== SUPPLIED ENTRIES ==
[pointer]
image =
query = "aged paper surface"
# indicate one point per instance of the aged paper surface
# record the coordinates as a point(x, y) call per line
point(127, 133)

== WHAT TO DO ==
Output every line of the records above, unchanged and in the same order.

== RESULT FOR THIS EXERCISE ==
[pointer]
image =
query = "aged paper surface"
# indicate one point per instance of the aged paper surface
# record the coordinates as a point(x, y) call per line
point(127, 133)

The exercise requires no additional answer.